-- ASSIGNMENT --
Repeat everything from the first line of the listing below through the line that contains "white t-shirt, each", exactly. Leave out pictures.
● ● ● ● ●
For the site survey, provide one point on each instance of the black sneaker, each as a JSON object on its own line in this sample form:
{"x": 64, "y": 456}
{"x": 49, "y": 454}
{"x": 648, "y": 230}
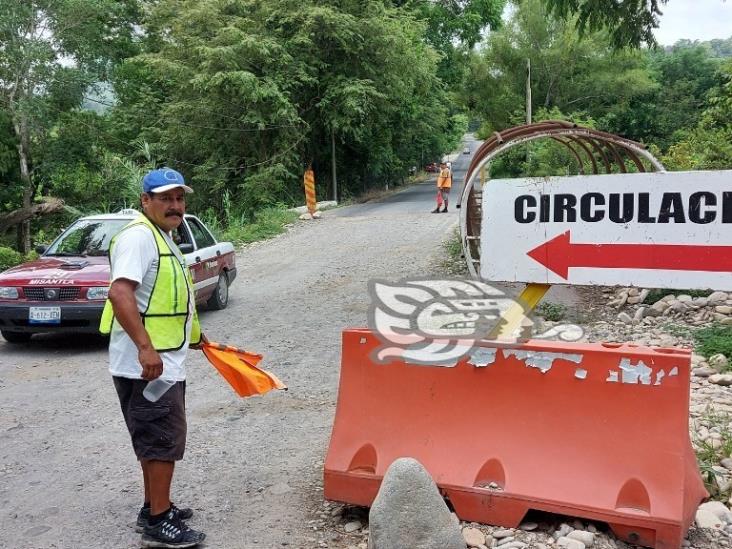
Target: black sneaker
{"x": 144, "y": 515}
{"x": 171, "y": 532}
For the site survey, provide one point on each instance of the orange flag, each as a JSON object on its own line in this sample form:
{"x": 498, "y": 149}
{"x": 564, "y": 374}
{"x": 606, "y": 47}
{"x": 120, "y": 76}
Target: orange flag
{"x": 239, "y": 368}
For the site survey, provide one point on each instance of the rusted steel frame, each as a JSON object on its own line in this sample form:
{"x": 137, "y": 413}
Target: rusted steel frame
{"x": 567, "y": 143}
{"x": 470, "y": 224}
{"x": 581, "y": 143}
{"x": 618, "y": 159}
{"x": 601, "y": 151}
{"x": 635, "y": 159}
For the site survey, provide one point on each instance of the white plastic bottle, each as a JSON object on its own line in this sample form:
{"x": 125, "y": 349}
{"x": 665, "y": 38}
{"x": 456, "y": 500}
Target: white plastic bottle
{"x": 157, "y": 388}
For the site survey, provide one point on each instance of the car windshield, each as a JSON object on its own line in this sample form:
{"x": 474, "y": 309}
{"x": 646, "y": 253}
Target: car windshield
{"x": 87, "y": 237}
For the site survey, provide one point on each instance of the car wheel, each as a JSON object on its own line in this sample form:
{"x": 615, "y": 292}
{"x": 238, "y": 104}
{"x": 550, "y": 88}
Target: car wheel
{"x": 220, "y": 298}
{"x": 16, "y": 337}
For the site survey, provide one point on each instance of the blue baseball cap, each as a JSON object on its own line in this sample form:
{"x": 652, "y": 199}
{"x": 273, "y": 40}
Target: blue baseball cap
{"x": 163, "y": 179}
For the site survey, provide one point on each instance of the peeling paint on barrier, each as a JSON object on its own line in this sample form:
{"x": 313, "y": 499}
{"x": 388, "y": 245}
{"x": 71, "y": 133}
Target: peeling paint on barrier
{"x": 638, "y": 373}
{"x": 483, "y": 357}
{"x": 541, "y": 360}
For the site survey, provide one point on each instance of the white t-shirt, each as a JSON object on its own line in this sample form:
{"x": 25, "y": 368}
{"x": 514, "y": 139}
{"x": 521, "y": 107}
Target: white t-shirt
{"x": 135, "y": 257}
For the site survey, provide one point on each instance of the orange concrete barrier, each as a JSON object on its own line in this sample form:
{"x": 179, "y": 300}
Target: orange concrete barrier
{"x": 598, "y": 431}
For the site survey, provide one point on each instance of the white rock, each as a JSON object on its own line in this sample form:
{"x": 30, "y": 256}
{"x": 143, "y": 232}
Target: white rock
{"x": 569, "y": 543}
{"x": 625, "y": 317}
{"x": 473, "y": 537}
{"x": 352, "y": 526}
{"x": 704, "y": 371}
{"x": 719, "y": 509}
{"x": 409, "y": 506}
{"x": 588, "y": 538}
{"x": 716, "y": 298}
{"x": 707, "y": 519}
{"x": 725, "y": 380}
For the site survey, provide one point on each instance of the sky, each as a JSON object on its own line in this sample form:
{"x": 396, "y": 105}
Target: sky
{"x": 695, "y": 20}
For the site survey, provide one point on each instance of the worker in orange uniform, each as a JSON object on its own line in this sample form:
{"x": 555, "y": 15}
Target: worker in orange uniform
{"x": 444, "y": 182}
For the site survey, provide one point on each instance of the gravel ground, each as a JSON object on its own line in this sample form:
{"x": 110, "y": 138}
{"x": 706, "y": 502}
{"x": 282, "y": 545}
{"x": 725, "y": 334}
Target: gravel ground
{"x": 253, "y": 467}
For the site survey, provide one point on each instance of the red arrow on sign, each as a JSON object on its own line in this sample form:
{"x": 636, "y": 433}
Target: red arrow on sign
{"x": 559, "y": 254}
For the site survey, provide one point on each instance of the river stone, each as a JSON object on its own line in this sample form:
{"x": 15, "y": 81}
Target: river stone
{"x": 625, "y": 317}
{"x": 473, "y": 537}
{"x": 569, "y": 543}
{"x": 717, "y": 298}
{"x": 719, "y": 509}
{"x": 409, "y": 512}
{"x": 588, "y": 538}
{"x": 725, "y": 380}
{"x": 707, "y": 519}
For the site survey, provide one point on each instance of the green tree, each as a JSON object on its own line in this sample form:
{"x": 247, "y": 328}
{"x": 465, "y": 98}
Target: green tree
{"x": 684, "y": 74}
{"x": 242, "y": 95}
{"x": 567, "y": 72}
{"x": 709, "y": 144}
{"x": 630, "y": 22}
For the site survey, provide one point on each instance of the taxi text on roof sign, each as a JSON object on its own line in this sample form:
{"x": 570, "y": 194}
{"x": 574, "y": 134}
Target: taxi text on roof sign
{"x": 661, "y": 230}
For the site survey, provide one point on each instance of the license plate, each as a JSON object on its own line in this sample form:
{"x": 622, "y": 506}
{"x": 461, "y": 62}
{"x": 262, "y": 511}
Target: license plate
{"x": 44, "y": 315}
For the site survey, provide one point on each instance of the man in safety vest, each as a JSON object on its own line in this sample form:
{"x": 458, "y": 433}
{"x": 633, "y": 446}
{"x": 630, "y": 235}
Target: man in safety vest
{"x": 151, "y": 318}
{"x": 444, "y": 182}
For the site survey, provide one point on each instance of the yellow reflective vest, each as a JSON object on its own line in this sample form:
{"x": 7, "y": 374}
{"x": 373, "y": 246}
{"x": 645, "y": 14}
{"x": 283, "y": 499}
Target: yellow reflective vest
{"x": 166, "y": 312}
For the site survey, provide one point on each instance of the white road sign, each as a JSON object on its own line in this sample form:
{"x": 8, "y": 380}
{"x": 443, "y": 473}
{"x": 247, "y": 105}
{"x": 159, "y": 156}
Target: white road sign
{"x": 658, "y": 230}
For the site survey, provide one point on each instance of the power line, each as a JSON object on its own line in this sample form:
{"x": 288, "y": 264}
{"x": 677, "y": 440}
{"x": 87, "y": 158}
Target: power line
{"x": 221, "y": 168}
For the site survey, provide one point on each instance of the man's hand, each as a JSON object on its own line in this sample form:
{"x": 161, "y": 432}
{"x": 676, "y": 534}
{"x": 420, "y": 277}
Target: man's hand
{"x": 152, "y": 364}
{"x": 199, "y": 345}
{"x": 122, "y": 296}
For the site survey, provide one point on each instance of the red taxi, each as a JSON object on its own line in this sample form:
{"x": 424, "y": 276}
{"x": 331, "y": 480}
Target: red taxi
{"x": 64, "y": 290}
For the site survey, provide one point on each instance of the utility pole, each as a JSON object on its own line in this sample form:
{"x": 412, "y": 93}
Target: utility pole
{"x": 332, "y": 164}
{"x": 528, "y": 105}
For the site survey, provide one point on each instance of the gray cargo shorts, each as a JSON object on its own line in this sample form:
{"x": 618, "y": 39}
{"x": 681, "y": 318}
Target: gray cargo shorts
{"x": 157, "y": 429}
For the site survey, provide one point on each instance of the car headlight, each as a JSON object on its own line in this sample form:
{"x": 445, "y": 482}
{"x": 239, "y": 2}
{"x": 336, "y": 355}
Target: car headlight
{"x": 7, "y": 292}
{"x": 98, "y": 292}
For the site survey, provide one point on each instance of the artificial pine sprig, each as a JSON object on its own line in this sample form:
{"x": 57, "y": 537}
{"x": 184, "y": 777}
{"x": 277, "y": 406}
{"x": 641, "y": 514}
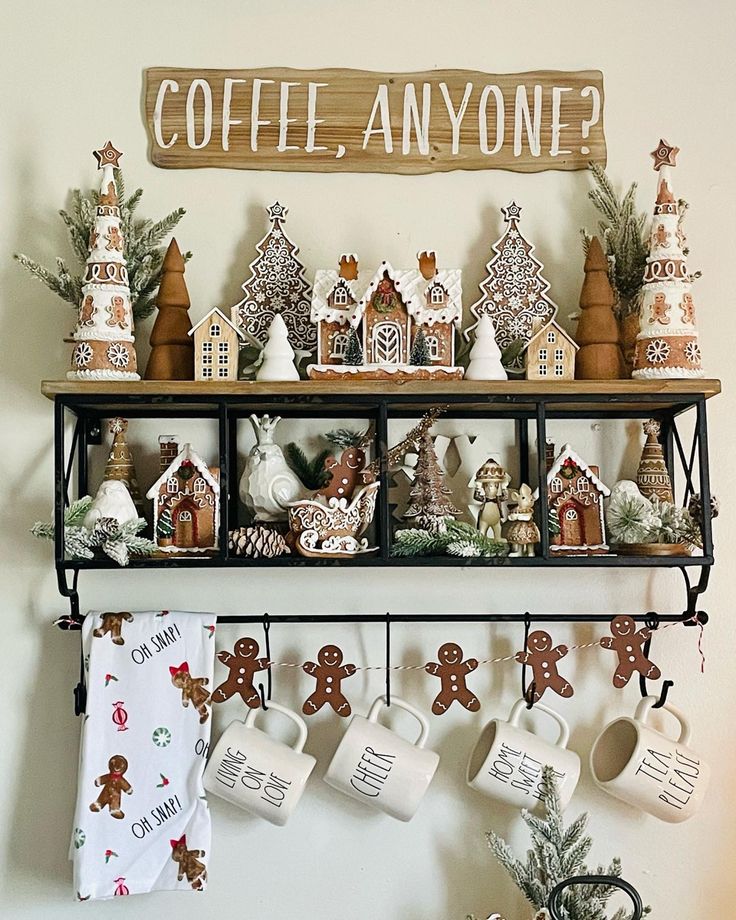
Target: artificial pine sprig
{"x": 558, "y": 853}
{"x": 459, "y": 539}
{"x": 144, "y": 252}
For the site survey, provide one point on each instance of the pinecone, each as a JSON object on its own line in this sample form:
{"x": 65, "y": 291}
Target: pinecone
{"x": 257, "y": 542}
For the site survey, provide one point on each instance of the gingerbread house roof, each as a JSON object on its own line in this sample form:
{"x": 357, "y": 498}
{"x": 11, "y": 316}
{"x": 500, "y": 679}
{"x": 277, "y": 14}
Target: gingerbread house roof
{"x": 559, "y": 328}
{"x": 222, "y": 316}
{"x": 186, "y": 453}
{"x": 325, "y": 282}
{"x": 567, "y": 453}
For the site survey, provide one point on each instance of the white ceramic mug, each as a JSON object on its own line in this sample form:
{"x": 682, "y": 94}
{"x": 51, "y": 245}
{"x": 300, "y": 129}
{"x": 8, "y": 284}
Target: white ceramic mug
{"x": 646, "y": 769}
{"x": 255, "y": 771}
{"x": 507, "y": 761}
{"x": 375, "y": 765}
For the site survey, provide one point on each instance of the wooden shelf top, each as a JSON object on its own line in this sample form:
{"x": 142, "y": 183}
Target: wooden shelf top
{"x": 464, "y": 389}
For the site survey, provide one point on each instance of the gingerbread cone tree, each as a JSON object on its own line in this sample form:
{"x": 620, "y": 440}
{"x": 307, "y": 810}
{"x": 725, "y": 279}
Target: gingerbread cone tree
{"x": 172, "y": 352}
{"x": 104, "y": 348}
{"x": 652, "y": 477}
{"x": 120, "y": 464}
{"x": 429, "y": 502}
{"x": 667, "y": 344}
{"x": 599, "y": 356}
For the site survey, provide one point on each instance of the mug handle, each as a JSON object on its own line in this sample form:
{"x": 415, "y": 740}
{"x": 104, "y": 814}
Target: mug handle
{"x": 297, "y": 720}
{"x": 407, "y": 707}
{"x": 645, "y": 707}
{"x": 520, "y": 707}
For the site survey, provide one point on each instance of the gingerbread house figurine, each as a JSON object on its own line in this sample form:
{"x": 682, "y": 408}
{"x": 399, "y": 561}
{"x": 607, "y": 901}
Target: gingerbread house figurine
{"x": 575, "y": 496}
{"x": 550, "y": 354}
{"x": 186, "y": 501}
{"x": 398, "y": 310}
{"x": 216, "y": 347}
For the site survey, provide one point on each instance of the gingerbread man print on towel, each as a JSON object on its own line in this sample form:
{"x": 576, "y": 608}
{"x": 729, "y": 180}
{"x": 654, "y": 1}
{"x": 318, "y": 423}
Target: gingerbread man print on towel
{"x": 192, "y": 689}
{"x": 243, "y": 665}
{"x": 452, "y": 670}
{"x": 628, "y": 645}
{"x": 112, "y": 623}
{"x": 188, "y": 863}
{"x": 114, "y": 784}
{"x": 542, "y": 658}
{"x": 329, "y": 671}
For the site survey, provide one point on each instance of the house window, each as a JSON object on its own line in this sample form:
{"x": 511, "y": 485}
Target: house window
{"x": 433, "y": 346}
{"x": 338, "y": 344}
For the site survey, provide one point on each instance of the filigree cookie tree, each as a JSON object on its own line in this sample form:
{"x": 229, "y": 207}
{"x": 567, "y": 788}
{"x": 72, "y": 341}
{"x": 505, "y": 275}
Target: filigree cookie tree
{"x": 276, "y": 285}
{"x": 514, "y": 292}
{"x": 144, "y": 252}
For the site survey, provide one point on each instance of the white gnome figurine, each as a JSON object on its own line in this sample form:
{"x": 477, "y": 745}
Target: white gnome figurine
{"x": 112, "y": 501}
{"x": 485, "y": 355}
{"x": 278, "y": 355}
{"x": 268, "y": 485}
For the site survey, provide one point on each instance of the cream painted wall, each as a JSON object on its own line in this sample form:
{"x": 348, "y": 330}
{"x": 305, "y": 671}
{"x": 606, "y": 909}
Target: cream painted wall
{"x": 71, "y": 79}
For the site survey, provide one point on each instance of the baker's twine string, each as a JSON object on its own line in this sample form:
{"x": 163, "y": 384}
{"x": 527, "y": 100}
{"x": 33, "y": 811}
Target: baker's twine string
{"x": 502, "y": 660}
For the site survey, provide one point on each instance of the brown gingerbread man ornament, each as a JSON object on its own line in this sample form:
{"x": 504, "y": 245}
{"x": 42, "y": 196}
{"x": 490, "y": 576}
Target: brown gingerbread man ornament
{"x": 542, "y": 658}
{"x": 329, "y": 671}
{"x": 114, "y": 784}
{"x": 452, "y": 670}
{"x": 628, "y": 644}
{"x": 192, "y": 689}
{"x": 243, "y": 665}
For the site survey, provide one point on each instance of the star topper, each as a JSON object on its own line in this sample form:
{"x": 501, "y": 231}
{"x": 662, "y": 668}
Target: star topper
{"x": 277, "y": 211}
{"x": 512, "y": 212}
{"x": 108, "y": 156}
{"x": 664, "y": 155}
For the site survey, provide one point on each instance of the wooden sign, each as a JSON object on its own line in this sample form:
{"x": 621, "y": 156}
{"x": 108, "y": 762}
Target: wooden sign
{"x": 360, "y": 121}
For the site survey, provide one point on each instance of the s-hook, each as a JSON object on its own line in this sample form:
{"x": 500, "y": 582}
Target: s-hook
{"x": 528, "y": 694}
{"x": 652, "y": 622}
{"x": 388, "y": 658}
{"x": 266, "y": 695}
{"x": 555, "y": 896}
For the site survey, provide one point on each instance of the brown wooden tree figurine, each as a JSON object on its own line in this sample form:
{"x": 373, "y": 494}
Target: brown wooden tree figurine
{"x": 599, "y": 356}
{"x": 172, "y": 353}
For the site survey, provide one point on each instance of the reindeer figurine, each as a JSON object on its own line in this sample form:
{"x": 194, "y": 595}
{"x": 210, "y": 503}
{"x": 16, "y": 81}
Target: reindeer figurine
{"x": 491, "y": 488}
{"x": 522, "y": 533}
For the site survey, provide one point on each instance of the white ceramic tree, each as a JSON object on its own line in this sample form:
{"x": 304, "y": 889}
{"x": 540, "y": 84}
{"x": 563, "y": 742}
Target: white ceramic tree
{"x": 485, "y": 355}
{"x": 278, "y": 355}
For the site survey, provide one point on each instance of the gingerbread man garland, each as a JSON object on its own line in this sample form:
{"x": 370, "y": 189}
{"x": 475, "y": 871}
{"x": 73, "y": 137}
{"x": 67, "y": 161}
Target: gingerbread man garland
{"x": 243, "y": 665}
{"x": 628, "y": 645}
{"x": 329, "y": 672}
{"x": 542, "y": 658}
{"x": 451, "y": 670}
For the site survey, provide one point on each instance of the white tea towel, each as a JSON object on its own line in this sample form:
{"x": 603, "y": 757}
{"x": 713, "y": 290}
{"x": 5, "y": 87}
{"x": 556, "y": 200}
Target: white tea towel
{"x": 142, "y": 821}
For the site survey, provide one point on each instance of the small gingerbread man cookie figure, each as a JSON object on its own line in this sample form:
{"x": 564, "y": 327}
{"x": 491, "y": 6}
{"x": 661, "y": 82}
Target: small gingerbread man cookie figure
{"x": 192, "y": 689}
{"x": 112, "y": 623}
{"x": 628, "y": 645}
{"x": 243, "y": 664}
{"x": 114, "y": 784}
{"x": 329, "y": 672}
{"x": 542, "y": 658}
{"x": 452, "y": 670}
● ● ● ● ●
-- ANSWER --
For the site survey, provide one point on each instance of the black sneaker, each as a JSON object on its own line in this sample form:
{"x": 64, "y": 456}
{"x": 49, "y": 454}
{"x": 648, "y": 230}
Target: black sneaker
{"x": 144, "y": 515}
{"x": 171, "y": 532}
For the site survey, provide one point on each instance of the orange flag, each as a JSON object on its own line in this sample form:
{"x": 498, "y": 149}
{"x": 564, "y": 374}
{"x": 606, "y": 47}
{"x": 120, "y": 76}
Target: orange flag
{"x": 239, "y": 368}
For the site survey, provide one point on each instance of the rusted steel frame, each as a JSON object on its own line in this sample form:
{"x": 137, "y": 413}
Target: rusted steel frame
{"x": 567, "y": 143}
{"x": 470, "y": 224}
{"x": 581, "y": 143}
{"x": 618, "y": 159}
{"x": 601, "y": 151}
{"x": 635, "y": 159}
For the site survey, provide one point on each instance of the white plastic bottle, each as a JSON object on its own line in this sample form:
{"x": 125, "y": 349}
{"x": 665, "y": 38}
{"x": 456, "y": 500}
Target: white plastic bottle
{"x": 157, "y": 388}
For the site survey, provide one point on each instance of the car windshield, each as a JSON object on its own line in this sample form:
{"x": 474, "y": 309}
{"x": 646, "y": 253}
Target: car windshield
{"x": 87, "y": 237}
For the site survey, provide one point on each instance of the car wheel, each as a JSON object on its own line in this sample form:
{"x": 615, "y": 292}
{"x": 238, "y": 104}
{"x": 550, "y": 88}
Target: car wheel
{"x": 220, "y": 298}
{"x": 16, "y": 337}
For the site survey, provide one point on each instance of the blue baseball cap, each as a JSON object on its own line in this sample form:
{"x": 652, "y": 199}
{"x": 273, "y": 40}
Target: blue baseball cap
{"x": 163, "y": 179}
For the site survey, provide one point on each instance of the peeling paint on barrier, each as a JSON object on its own line in this sample form:
{"x": 313, "y": 499}
{"x": 388, "y": 245}
{"x": 71, "y": 133}
Target: peeling paint on barrier
{"x": 638, "y": 373}
{"x": 483, "y": 357}
{"x": 541, "y": 360}
For the site survey, provide one point on each instance of the white t-shirt, each as a JSON object on its own line in this sample form:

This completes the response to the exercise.